— begin Text to read —

# Our Beloved Oliver



## suzannethemom (Oct 27, 2015)

It is with a heavy heart that I tell you that Oliver was euthanized on Friday.

Oliver attacked our 19 year old son Ethan on Friday morning. Ethan was standing at the kitchen sink while I was on the sofa drinking coffee. Oliver attacked Ethan for no reason at all and bit him on both arms. Ethan needed 5 stitches. He has two small wounds and several puncture wounds.

My husband and I held Oliver until his final heartbeat. I can’t stop crying and I feel so incredibly sad. Please pray that we find peace in our difficult decision.


----------



## suzannethemom (Oct 27, 2015)

OLIVER & Chloe on Valentine’s Day.


----------



## Anida (Jun 10, 2016)

I'm so sorry for your loss  Doesn't make it any easier, but I think you made the right call


----------



## suzannethemom (Oct 27, 2015)

My initial post “DOG BITE - Need advice” explains the first attack that happened on Monday. Two attacks within five days was just devastating.

— end Text to read —
— begin Data lines —

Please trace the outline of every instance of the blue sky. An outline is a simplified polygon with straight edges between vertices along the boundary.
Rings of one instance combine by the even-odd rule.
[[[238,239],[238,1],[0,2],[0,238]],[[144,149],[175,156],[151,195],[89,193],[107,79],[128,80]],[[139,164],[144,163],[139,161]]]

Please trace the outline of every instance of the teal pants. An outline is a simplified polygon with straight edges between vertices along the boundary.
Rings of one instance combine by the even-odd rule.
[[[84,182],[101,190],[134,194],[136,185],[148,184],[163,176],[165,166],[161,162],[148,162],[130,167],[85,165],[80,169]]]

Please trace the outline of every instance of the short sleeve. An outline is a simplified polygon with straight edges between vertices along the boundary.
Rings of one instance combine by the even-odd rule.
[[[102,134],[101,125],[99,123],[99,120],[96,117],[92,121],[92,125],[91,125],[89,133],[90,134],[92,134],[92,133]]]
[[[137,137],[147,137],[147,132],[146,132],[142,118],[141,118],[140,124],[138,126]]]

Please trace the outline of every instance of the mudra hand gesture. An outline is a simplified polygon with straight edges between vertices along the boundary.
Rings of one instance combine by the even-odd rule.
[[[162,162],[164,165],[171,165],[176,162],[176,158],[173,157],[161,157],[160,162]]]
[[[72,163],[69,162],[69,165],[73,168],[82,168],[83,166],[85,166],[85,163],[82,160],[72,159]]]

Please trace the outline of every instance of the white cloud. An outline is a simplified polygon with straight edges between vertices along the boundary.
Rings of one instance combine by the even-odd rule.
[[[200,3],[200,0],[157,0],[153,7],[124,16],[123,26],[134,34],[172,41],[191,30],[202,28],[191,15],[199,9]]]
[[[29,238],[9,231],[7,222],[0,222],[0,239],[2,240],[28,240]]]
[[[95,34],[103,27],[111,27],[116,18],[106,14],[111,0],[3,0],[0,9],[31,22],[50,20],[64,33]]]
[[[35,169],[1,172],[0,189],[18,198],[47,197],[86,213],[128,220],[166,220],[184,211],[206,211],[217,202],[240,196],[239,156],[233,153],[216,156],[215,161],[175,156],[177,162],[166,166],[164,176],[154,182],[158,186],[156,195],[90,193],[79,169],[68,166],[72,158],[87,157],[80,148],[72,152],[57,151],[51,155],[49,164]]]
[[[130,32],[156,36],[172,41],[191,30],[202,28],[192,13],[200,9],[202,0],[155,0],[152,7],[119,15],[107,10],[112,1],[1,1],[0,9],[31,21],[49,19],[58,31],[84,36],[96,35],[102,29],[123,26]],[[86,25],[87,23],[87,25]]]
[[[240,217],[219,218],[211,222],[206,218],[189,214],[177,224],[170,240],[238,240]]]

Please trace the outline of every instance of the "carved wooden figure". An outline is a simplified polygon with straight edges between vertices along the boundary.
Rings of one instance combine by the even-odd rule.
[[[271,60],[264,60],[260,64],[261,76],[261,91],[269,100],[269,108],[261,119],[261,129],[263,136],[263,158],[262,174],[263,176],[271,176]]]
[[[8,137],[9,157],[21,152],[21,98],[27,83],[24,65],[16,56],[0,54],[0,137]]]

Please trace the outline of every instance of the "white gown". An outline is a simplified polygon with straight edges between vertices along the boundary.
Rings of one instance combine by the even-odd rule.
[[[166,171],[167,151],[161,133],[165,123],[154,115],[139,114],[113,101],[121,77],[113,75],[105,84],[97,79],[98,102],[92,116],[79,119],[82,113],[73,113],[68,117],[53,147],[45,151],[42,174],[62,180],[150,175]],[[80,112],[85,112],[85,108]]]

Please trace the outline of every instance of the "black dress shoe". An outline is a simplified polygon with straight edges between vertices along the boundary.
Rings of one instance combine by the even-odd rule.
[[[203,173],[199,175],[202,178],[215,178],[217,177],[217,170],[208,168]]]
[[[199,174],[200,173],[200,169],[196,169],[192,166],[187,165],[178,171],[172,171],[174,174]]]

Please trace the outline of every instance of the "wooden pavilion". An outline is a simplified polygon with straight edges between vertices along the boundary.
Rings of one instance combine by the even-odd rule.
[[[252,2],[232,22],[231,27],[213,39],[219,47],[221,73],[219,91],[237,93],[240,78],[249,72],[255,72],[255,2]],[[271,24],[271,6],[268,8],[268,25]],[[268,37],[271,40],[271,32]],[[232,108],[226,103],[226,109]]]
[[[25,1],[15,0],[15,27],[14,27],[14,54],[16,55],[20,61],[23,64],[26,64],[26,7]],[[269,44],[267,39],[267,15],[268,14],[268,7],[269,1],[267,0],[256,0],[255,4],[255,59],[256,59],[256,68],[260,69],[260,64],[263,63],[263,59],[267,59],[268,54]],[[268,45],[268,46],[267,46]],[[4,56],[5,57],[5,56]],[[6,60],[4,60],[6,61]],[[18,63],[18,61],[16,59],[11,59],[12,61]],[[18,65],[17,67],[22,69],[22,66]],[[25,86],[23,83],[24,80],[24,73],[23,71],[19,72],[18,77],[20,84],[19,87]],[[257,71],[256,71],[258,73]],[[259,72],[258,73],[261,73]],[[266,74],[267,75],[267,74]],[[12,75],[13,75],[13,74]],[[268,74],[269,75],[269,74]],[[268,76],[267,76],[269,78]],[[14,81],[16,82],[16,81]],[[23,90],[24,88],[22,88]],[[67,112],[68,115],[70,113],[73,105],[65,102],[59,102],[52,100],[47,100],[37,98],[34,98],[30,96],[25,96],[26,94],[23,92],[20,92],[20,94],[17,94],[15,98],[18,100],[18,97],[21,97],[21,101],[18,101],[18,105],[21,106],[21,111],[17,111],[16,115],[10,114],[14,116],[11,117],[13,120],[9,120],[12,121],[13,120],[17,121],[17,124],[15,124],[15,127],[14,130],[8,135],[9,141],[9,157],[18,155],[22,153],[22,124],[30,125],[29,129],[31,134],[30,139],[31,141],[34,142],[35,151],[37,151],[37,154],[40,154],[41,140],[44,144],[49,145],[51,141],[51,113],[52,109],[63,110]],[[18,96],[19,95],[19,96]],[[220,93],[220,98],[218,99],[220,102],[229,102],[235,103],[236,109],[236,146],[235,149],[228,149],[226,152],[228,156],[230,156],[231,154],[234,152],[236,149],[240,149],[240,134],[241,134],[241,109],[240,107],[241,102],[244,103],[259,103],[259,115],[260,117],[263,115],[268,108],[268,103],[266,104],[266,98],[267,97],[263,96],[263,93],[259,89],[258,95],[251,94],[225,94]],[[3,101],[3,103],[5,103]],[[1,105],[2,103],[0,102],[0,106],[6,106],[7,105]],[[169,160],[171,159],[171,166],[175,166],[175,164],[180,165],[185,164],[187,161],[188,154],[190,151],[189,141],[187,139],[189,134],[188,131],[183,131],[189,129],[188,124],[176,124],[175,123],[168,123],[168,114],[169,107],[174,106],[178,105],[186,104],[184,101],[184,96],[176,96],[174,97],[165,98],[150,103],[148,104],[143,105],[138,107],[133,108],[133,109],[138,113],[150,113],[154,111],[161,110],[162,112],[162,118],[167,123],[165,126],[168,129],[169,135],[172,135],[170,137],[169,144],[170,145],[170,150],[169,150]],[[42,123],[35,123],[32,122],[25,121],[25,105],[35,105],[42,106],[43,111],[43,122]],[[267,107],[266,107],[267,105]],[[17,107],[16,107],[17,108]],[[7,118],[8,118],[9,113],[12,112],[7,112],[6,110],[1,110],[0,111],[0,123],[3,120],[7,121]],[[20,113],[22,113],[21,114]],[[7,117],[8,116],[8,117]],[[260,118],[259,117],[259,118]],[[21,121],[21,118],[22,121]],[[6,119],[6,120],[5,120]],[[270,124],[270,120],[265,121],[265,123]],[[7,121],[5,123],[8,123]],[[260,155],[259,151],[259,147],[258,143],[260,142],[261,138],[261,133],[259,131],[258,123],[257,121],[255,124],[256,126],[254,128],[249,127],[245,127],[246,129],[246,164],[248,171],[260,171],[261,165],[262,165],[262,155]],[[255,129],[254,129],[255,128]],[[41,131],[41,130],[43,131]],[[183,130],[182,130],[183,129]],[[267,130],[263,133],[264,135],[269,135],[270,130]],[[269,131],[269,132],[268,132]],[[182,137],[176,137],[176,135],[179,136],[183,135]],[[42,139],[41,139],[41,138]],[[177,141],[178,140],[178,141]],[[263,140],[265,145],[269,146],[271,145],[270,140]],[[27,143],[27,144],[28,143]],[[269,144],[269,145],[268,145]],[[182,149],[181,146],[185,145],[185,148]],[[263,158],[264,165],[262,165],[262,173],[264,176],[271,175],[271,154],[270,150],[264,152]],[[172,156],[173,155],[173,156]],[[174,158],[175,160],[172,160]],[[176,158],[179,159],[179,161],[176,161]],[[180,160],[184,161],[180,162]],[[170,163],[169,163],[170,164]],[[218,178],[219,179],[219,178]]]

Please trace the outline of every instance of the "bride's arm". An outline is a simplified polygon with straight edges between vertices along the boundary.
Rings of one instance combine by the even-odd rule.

— end Data lines —

■ Brief A ■
Can you reproduce the forum thread about Oliver word for word, from its title to its final post?
■ Brief B ■
Which lines of the entries contain the string "white"? Copy out each such line in full, and treat uppercase and lowercase letters as different.

■ Exercise output A ■
# Our Beloved Oliver



## suzannethemom (Oct 27, 2015)

It is with a heavy heart that I tell you that Oliver was euthanized on Friday.

Oliver attacked our 19 year old son Ethan on Friday morning. Ethan was standing at the kitchen sink while I was on the sofa drinking coffee. Oliver attacked Ethan for no reason at all and bit him on both arms. Ethan needed 5 stitches. He has two small wounds and several puncture wounds.

My husband and I held Oliver until his final heartbeat. I can’t stop crying and I feel so incredibly sad. Please pray that we find peace in our difficult decision.


----------



## suzannethemom (Oct 27, 2015)

OLIVER & Chloe on Valentine’s Day.


----------



## Anida (Jun 10, 2016)

I'm so sorry for your loss  Doesn't make it any easier, but I think you made the right call


----------



## suzannethemom (Oct 27, 2015)

My initial post “DOG BITE - Need advice” explains the first attack that happened on Monday. Two attacks within five days was just devastating.

■ Exercise output B ■
Please trace the outline of every instance of the white cloud. An outline is a simplified polygon with straight edges between vertices along the boundary.
Please trace the outline of every instance of the "white gown". An outline is a simplified polygon with straight edges between vertices along the boundary.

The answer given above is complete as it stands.